Please repeat exactly the line containing "the metal leg" and each line after it in the records below, through the last.

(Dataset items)
+===+
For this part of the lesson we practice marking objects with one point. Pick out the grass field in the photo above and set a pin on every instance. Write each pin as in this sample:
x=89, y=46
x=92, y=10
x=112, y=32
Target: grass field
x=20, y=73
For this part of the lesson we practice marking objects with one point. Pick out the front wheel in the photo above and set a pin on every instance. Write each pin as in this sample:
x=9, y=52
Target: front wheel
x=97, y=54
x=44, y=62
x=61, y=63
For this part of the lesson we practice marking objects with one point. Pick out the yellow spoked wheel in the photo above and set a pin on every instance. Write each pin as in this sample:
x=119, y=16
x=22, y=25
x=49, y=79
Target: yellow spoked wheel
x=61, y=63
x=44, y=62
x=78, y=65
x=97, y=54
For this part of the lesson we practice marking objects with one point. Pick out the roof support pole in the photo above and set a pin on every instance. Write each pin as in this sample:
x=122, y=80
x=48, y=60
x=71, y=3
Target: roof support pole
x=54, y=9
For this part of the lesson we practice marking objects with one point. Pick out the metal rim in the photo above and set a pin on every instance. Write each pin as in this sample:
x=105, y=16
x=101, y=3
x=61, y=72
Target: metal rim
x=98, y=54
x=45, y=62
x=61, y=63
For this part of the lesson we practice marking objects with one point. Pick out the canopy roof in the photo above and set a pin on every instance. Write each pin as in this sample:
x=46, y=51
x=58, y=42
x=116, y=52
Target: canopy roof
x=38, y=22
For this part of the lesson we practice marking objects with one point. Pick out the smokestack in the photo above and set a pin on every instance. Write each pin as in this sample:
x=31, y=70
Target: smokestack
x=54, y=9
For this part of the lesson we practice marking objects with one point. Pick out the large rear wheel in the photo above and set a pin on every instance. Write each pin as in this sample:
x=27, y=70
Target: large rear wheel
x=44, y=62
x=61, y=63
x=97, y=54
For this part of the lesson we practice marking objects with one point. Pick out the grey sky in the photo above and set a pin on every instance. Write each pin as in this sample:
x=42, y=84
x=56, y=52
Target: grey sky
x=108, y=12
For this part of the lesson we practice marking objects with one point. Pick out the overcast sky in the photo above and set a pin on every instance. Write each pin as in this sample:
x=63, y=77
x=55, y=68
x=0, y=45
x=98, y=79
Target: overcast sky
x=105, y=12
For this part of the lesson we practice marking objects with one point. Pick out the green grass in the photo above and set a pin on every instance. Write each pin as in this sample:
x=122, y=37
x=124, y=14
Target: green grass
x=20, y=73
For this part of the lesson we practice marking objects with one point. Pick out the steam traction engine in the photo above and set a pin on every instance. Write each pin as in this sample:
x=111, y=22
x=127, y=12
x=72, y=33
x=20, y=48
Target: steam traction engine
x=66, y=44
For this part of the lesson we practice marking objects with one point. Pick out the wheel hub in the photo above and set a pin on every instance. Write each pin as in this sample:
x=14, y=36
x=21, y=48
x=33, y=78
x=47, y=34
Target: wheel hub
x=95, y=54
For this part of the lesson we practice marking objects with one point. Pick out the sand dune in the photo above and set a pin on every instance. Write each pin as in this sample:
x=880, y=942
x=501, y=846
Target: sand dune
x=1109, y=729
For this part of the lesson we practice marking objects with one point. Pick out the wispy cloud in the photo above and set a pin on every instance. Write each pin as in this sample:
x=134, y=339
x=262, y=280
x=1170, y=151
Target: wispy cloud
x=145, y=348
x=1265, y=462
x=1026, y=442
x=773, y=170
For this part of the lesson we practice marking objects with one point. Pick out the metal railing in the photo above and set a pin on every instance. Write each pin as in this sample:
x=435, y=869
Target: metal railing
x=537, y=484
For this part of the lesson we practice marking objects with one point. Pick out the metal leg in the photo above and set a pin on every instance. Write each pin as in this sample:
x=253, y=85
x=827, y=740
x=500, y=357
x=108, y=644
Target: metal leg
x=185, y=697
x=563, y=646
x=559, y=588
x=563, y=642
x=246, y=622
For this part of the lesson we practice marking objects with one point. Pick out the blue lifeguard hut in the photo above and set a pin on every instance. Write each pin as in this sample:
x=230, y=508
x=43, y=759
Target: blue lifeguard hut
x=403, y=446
+===+
#### EXERCISE RESULT
For this part of the lesson we practice marking objects with one point. Pick out the metal leg in the photo above and set a pin on every instance. Write each pin as in this sample:
x=253, y=85
x=827, y=740
x=500, y=357
x=108, y=644
Target: metal leg
x=185, y=697
x=563, y=646
x=559, y=588
x=563, y=642
x=246, y=622
For this part of the lesson we practice marking objects with one point. Pick out the blue lifeguard hut in the photo above and set a pin on every instance. Write each pin as in this sample:
x=230, y=508
x=43, y=759
Target: blue lifeguard hut
x=403, y=446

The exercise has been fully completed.